> PROMPT
Below are some records; give them all again exactly, but not the pictures.

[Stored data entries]

*** Begin section ***

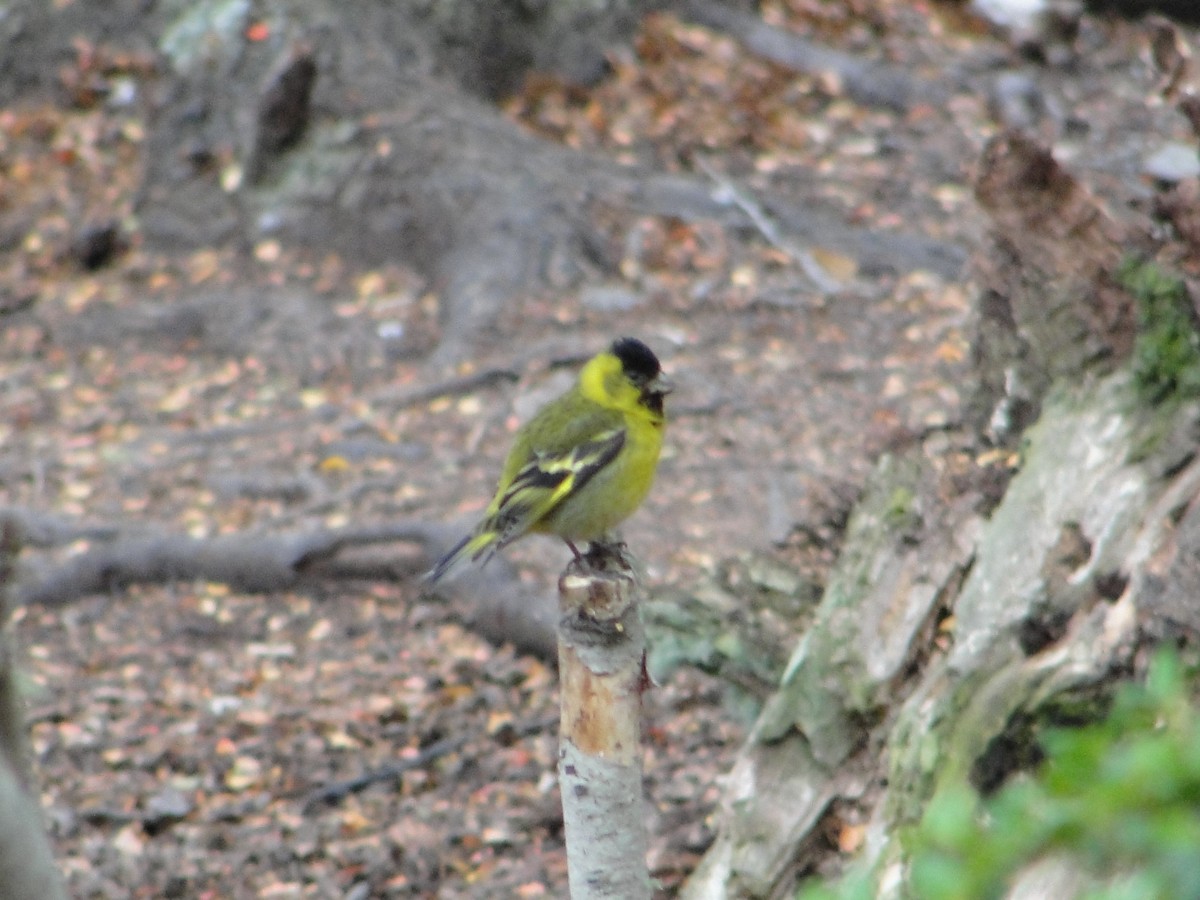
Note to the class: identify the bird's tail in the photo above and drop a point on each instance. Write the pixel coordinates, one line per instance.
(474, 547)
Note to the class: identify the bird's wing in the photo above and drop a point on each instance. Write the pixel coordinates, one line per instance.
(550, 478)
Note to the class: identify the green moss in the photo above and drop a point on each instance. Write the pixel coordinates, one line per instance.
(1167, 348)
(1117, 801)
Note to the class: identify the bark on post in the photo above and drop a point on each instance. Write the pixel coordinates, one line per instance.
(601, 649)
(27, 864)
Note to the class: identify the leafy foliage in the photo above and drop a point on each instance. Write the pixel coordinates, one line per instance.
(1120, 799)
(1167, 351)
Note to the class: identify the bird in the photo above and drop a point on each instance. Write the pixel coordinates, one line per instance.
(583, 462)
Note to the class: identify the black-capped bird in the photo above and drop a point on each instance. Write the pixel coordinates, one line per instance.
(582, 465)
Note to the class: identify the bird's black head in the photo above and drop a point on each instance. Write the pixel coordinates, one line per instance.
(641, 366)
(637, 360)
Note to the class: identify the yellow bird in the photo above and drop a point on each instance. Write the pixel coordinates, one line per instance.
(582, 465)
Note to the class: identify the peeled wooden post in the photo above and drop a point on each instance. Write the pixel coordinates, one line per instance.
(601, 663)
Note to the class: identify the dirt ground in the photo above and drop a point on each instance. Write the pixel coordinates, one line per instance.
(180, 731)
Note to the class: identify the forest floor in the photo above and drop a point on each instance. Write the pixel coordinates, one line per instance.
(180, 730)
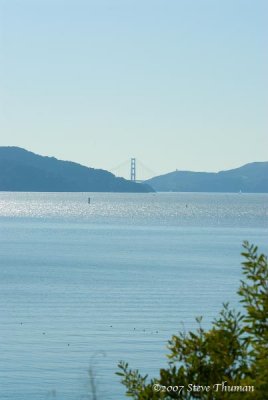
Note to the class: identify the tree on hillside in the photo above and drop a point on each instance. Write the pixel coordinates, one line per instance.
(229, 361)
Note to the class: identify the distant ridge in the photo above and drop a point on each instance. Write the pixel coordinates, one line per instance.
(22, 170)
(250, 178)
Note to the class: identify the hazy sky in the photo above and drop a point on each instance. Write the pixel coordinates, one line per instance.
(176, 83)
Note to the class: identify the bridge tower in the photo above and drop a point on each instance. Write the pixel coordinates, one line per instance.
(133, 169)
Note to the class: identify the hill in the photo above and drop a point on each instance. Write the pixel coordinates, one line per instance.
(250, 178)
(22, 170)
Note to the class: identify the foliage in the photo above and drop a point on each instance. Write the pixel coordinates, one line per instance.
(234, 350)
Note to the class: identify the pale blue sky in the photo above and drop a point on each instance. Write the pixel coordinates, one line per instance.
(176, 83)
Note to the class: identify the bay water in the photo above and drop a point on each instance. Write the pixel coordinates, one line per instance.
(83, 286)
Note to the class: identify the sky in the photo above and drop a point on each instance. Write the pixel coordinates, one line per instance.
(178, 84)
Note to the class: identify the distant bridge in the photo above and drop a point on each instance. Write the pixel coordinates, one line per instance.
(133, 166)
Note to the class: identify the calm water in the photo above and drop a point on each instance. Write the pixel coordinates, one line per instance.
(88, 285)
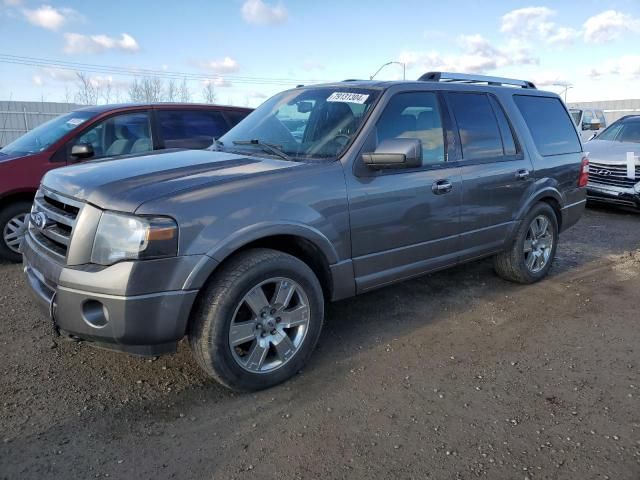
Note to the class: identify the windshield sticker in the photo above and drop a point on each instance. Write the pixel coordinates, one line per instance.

*** End section ***

> RESULT BELOW
Note to the class: identify the bird's tail in the photo above and drop a point on each instance. Write the pixel coordinates, one line per instance.
(474, 547)
Note to the class: identify the bird's wing in the photo above and drop a point on each instance. Write the pixel coordinates, one line per instance.
(550, 478)
Note to the class: identify the green moss in the photo above and drop a point on each instance. Write the pixel coordinates, one line per instance.
(1167, 348)
(1117, 801)
Note to the class: identify the bark on post in the photo above and drop a point on each instance. Write the pixel coordinates, one line per instance.
(601, 649)
(27, 864)
Note to the class: identify the leafy foliage in the photo above and drop a point on each instance. Write the pixel coordinates, one line per instance.
(1120, 799)
(1167, 351)
Note to the class: identify the bird in the photo above and drop a point on each instance. Write the pixel coordinates, one line per instance.
(583, 462)
Note to the class: identify the black-capped bird in the photo above and drop a point on each instance. Write the pixel coordinates, one line per instance.
(582, 465)
Note to the class: identify the bird's black head in the photo above and drop a point on each instance. Write the pixel coordinates, one line per instance.
(641, 366)
(637, 360)
Note to the class: identify the yellow bird in the photo above and drop a point on each instance. Write the pixel coordinates, one line per instance.
(582, 465)
Note to the class: identify the peeled wooden post in the photo above and drop a point on each instance. Write the pixel coordinates, one line per instance.
(601, 663)
Note to the class: identify the dirt ground in the photo above and drop a point on each instance. Write the pixel coordinates, one line per instance.
(180, 731)
Note to the class: identify the forest floor in the photo above and drop a point on each instance. Write the pixel coordinates, one line per instance.
(180, 730)
Note to the class: identify the tree on hillside in the photo above and drop a point on each instance. Write the pixel coordinates, one line per instance.
(229, 361)
Note to the class: identify the distant ridge in the photo above and drop a point on each instance. Write the pixel coordinates, one line per instance.
(22, 170)
(250, 178)
Note to the class: identify the hazy sky in the photo above and drop a point on each instance. Write the pixel coordinates, one line per instance.
(176, 83)
Note to the class: identify the bridge tower in the photo above and drop a point on each instance. Write the pixel coordinates, one line per instance.
(133, 169)
Note to the class: identify the hill in the photo above and drop a point on each instance. Write the pixel coordinates, one line per instance.
(250, 178)
(22, 170)
Note to the class: identify the foliage in the photo above and drop a point on each instance. Write the pixel coordinates, one line per instance.
(234, 350)
Note to the class: identify the pale blue sky in the photo above and drop a point on each instance. Write the pixel coordinates, one line per instance.
(176, 83)
Note to the class: identify the bay water in the photo above and drop a point on each instance. Write the pixel coordinates, one line per instance.
(83, 286)
Note to the class: identify the sky in the photo above and drop a point on each instance. Write the pixel coordinates, one line per instance.
(178, 84)
Note to the class: identify the distant bridge in the photo above and drop a point on each instance. Write the pixel coordinates, one line per instance.
(133, 166)
Note to the class: identify the calm water in the photo above and drop a point on each instance. Write the pixel coordinates, one line per instance.
(88, 285)
Note to the class: identify the windshield sticker in the photo above and drop a point on each instance. Write the pixel coordinates, one line per instance.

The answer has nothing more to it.